▶ [PROBLEM DESCRIPTION] Reproduce all of the data below, switching every "would be ideal" to "would be best" and leaving everything else unchanged.

#####

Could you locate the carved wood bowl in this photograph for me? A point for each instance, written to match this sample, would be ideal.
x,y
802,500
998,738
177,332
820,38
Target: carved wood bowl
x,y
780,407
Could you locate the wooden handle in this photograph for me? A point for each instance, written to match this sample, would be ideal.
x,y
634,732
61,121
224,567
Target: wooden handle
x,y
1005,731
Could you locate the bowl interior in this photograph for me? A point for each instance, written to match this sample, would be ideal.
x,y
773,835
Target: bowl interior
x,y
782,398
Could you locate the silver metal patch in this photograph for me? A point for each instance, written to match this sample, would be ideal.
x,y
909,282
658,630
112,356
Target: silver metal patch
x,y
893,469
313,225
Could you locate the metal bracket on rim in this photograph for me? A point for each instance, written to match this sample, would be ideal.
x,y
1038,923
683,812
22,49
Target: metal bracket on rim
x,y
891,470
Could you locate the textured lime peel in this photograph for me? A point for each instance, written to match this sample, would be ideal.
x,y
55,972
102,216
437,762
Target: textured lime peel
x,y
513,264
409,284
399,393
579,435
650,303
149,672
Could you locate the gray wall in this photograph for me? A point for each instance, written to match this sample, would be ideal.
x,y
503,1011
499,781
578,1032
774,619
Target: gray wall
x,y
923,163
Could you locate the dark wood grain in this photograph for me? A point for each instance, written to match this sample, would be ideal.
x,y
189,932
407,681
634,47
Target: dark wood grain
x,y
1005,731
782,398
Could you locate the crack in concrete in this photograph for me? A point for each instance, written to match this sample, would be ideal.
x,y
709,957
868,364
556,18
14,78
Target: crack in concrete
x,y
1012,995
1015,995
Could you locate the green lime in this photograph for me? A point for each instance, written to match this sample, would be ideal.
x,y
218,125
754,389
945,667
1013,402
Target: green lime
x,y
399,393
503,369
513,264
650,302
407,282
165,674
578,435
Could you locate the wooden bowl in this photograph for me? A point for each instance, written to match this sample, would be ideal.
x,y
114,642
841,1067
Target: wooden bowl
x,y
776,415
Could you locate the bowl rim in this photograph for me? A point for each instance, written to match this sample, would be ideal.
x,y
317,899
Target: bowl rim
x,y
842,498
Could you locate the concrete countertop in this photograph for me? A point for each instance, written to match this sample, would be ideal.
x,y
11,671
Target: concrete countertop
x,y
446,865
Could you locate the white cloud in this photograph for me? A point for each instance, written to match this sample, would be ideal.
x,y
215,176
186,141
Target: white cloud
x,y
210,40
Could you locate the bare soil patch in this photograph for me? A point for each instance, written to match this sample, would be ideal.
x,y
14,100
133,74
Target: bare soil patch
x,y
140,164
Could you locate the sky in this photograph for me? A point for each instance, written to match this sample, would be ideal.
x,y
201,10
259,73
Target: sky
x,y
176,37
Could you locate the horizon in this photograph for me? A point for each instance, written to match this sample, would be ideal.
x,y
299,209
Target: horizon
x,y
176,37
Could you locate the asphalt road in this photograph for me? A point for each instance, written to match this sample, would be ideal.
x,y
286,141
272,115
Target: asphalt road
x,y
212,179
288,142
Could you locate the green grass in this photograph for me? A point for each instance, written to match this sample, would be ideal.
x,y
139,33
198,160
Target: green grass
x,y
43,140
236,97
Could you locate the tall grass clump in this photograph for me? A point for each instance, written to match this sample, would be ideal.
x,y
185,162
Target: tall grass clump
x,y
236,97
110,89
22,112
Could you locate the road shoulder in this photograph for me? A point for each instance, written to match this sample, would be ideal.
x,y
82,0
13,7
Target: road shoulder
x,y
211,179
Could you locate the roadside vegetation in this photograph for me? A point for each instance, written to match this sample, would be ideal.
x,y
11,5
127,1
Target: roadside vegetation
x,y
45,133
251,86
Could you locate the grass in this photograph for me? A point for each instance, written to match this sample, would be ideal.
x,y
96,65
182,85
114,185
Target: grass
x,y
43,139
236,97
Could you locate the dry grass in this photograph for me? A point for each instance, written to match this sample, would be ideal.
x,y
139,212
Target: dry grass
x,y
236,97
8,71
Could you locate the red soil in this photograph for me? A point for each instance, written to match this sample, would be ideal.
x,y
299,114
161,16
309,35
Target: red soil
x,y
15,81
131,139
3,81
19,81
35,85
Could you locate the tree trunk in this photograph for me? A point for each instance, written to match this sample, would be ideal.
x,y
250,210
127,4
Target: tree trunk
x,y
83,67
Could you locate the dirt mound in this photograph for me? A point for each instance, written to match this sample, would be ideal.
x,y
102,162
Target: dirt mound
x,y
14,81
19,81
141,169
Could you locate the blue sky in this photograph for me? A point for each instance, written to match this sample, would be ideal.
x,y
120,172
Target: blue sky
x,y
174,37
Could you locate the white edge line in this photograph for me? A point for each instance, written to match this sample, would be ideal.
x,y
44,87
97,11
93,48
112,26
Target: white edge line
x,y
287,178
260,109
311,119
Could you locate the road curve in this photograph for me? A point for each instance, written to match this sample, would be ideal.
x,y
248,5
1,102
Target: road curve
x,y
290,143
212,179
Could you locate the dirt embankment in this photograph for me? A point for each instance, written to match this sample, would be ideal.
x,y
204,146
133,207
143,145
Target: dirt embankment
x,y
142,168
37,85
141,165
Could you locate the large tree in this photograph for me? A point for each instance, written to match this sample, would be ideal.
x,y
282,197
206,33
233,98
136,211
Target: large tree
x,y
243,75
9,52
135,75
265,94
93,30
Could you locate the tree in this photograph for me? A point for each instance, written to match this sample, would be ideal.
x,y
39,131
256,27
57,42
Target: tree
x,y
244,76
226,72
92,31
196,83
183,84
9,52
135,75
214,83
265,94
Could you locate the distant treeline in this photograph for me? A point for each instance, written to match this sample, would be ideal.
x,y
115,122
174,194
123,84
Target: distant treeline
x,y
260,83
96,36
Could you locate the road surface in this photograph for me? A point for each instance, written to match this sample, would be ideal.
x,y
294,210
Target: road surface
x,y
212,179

#####

▶ [SOLUTION TO THIS EXERCISE]
Could you locate the carved wood bowl in this photograph for me? A point for each instance, written to match this sample, would be best.
x,y
802,500
998,738
177,332
820,38
Target: carved wood bowl
x,y
780,407
Could you locate the wooden handle in this photograph for me? A point for each instance, written to match this sample, would be best.
x,y
634,732
61,121
224,567
Target: wooden handle
x,y
1005,731
Could you locate the bowl interior in this photograph for me? A point for each instance, written to match this sample, would be best.
x,y
773,835
Target: bowl interior
x,y
782,398
Could you locate the silver metal patch in this photograph for me? A point for each instance, written to match this sample, would be best.
x,y
909,282
658,630
112,356
Target: silver metal patch
x,y
893,469
313,225
Could you locate the metal bracket on rim in this photograph for me? A point for each instance, written to match this sample, would be best.
x,y
1038,923
683,812
22,49
Target: metal bracket on rim
x,y
891,470
Could you locate the textured lime peel in this photograph for me? A point for each instance, written to match this sample, would be best.
x,y
55,972
102,216
437,762
Target: textured lime peel
x,y
513,264
409,284
399,393
579,435
650,303
149,672
Could you locate the gray wall in this photograph for me? A point for each instance, written to match this sample, would be best.
x,y
503,1011
499,781
578,1032
774,619
Target: gray wall
x,y
923,163
Could you locate the dark wood grain in this photograph for me? A point for each instance, written to match this sample, would be best.
x,y
189,932
407,681
634,47
Target: dark wood grain
x,y
1005,731
782,398
Could you locate the crack in concrete in this photograph for me? A point for each instance, written to match this sample, would be best.
x,y
709,957
868,364
556,18
14,78
Target: crack in concrete
x,y
1012,995
1015,995
Could you locate the green lime in this photograph for me? A point for each instance, written to match this sample, would be best.
x,y
218,125
754,389
945,667
1013,402
Target: green lime
x,y
399,393
503,369
513,264
650,302
407,282
165,674
578,435
Could you locate the wooden bowl in this photograph for me? A point for each instance, written to match this sample, would be best.
x,y
114,642
841,1067
Target: wooden bowl
x,y
776,415
Could you locate the bowl rim in this photograph for me? A point for each instance, written to match this sample, would be best.
x,y
317,899
Target: bowl rim
x,y
842,498
Could you locate the concrete countertop in this photograph for me? A point for each instance, written to match this sample, would be best.
x,y
11,671
Target: concrete countertop
x,y
446,865
Could you locate the white cloud in this photograph for me? A point for each instance, written to match this sample, would be best.
x,y
215,176
186,141
Target: white cloud
x,y
210,40
Could you locate the bare soil patch in this photograph for me? A point for each instance, written to match this sample, would be best.
x,y
14,100
133,74
Target: bare soil patch
x,y
140,164
Could you locate the sky in this photograph for me? A point for each instance, written to match this sample, would be best.
x,y
201,10
259,73
Target: sky
x,y
176,37
Could you locate the horizon in this photograph for me? A point for each instance, written to match this sample, would be best.
x,y
299,209
Target: horizon
x,y
176,37
Could you locate the asphalt road in this photograph for me? A point for each instance, written to match this sample, would be best.
x,y
286,141
272,115
Target: asphalt road
x,y
212,179
288,142
Could you locate the green grass in this photograph for me? A point for each instance, written to match this sample, would be best.
x,y
139,33
198,160
Target: green grass
x,y
43,140
236,97
Could you locate the tall grass clump in this photograph for me? A point for each instance, written to match this sample, would be best.
x,y
185,162
Target: tall grass clump
x,y
236,97
110,89
22,112
Could you locate the road shoulder in this photograph for me? A point for each instance, written to match this sample, would be best.
x,y
82,0
13,7
Target: road shoulder
x,y
211,179
Could you locate the roadside vegetation in this photograph for me? A point for each instance, written to match this sample, would be best.
x,y
11,5
127,1
Target: roadside vegetation
x,y
45,133
251,86
Could you locate the grass in this photograph for me? A point for each instance, written to match this sample, would be best.
x,y
96,65
182,85
114,185
Target: grass
x,y
43,139
236,97
Could you locate the dry grass in this photograph for me? A point for each instance, written to match this sample, would be best.
x,y
139,212
Target: dry grass
x,y
236,97
8,71
Could you locate the red soil in this photograph for me? A point for each instance, written to match this sample, would be best.
x,y
299,114
161,16
309,35
Target: red soil
x,y
15,81
131,139
3,81
19,81
35,85
Could you locate the tree trunk in this photograph for me? A point for each instance, written to match this sample, would be best.
x,y
250,210
127,4
Target: tree trunk
x,y
83,67
Could you locate the dirt mound in this photograph for me? A point for each instance, written to match this sample, would be best.
x,y
102,162
Target: dirt mound
x,y
14,81
19,81
141,169
Could you locate the blue sky in this photograph for me? A point for each instance, written to match this sample, would be best.
x,y
120,172
Target: blue sky
x,y
174,37
Could you locate the white edge line in this photograph for me? A point for each instance, written to match this sample, would be best.
x,y
44,87
97,11
93,48
112,26
Target: white edge line
x,y
287,178
260,109
311,119
Could you locate the road curve in this photograph for me? A point for each instance, written to match this sample, would be best.
x,y
248,5
1,102
Target: road curve
x,y
290,143
212,179
Could you locate the dirt embankment in this photograph for me? A point for each instance, written to match this sample, would be best.
x,y
204,146
133,207
143,145
Target: dirt embankment
x,y
142,168
37,85
141,165
Could you locate the large tree in this photograph for me? A point for each instance, written to match this sample, would be best.
x,y
282,197
206,33
233,98
136,211
Target: large tree
x,y
243,75
9,52
135,75
265,94
93,30
Could you locate the tree in this photograph for me? A point for each instance, written to match this sample, would be best.
x,y
39,131
256,27
57,42
Target: tree
x,y
244,76
226,72
92,31
196,83
183,84
9,52
135,75
214,83
265,94
Could you locate the distant treeline in this photograph for me? A point for each instance, written to match this sample, would be best.
x,y
115,122
174,194
123,84
Target: distant treeline
x,y
260,83
96,36
Could you locate the road surface in this photograph for me? A point for each instance, written to match this sample, would be best.
x,y
294,210
Target: road surface
x,y
212,179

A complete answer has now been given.